# Start of Extract to read

In her third point, the wife contends that the trial court erred in refusing to place an equitable lien on the husband's separate real property to secure payment of any judgment awarded to the wife. In its conclusions of law, the trial court stated that it did not have authority to grant such a lien because the separate property was the homestead of the husband. However, a court does have authority to place an equitable lien on one spouse's homestead if that lien secures the amount awarded the other spouse for his or her interest in the homestead. Wren v. Wren, 702 S.W.2d 250, 253 (Tex.App.—Houston [1st Dist.] 1985, no writ); Brunell v. Brunell, 494 S.W.2d 621 (Tex.Civ.App.—Dallas 1973, no writ). The court, therefore, has discretion to grant an equitable lien to secure reimbursement for the wife's interest in homestead property. The point is sustained.

# End of Extract to read
# Start of Collected data

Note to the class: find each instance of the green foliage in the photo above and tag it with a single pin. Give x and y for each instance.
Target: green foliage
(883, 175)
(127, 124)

# End of Collected data

Challenge 1 |
In the court opinion excerpt, what reason did the trial court give for saying it had no authority to grant the lien?
Challenge 2 |
Rewrite the part of the court opinion excerpt that opens with "In her third" and closes with "point is sustained.", using "equitable charge" in place of "equitable lien" each time it occurs.
Challenge 3 |
Recast the paragraph of the court opinion excerpt beginning "In her third point" as a short list of its main facts.

Expected answer 1 |
The trial court said the separate property was the husband's homestead.

Expected answer 2 |
In her third point, the wife contends that the trial court erred in refusing to place an equitable charge on the husband's separate real property to secure payment of any judgment awarded to the wife. In its conclusions of law, the trial court stated that it did not have authority to grant such a lien because the separate property was the homestead of the husband. However, a court does have authority to place an equitable charge on one spouse's homestead if that lien secures the amount awarded the other spouse for his or her interest in the homestead. Wren v. Wren, 702 S.W.2d 250, 253 (Tex.App.—Houston [1st Dist.] 1985, no writ); Brunell v. Brunell, 494 S.W.2d 621 (Tex.Civ.App.—Dallas 1973, no writ). The court, therefore, has discretion to grant an equitable charge to secure reimbursement for the wife's interest in homestead property. The point is sustained.

Expected answer 3 |
- The wife argues that the trial court erred by refusing to place an equitable lien on the husband's separate real property to secure payment of any judgment awarded to her.
- The trial court concluded it lacked authority to grant the lien because the property was the husband's homestead.
- A court may place an equitable lien on one spouse's homestead to secure the amount awarded the other spouse for his or her interest in it (Wren v. Wren; Brunell v. Brunell).
- The court therefore has discretion to grant an equitable lien securing reimbursement for the wife's interest in homestead property.
- The point is sustained.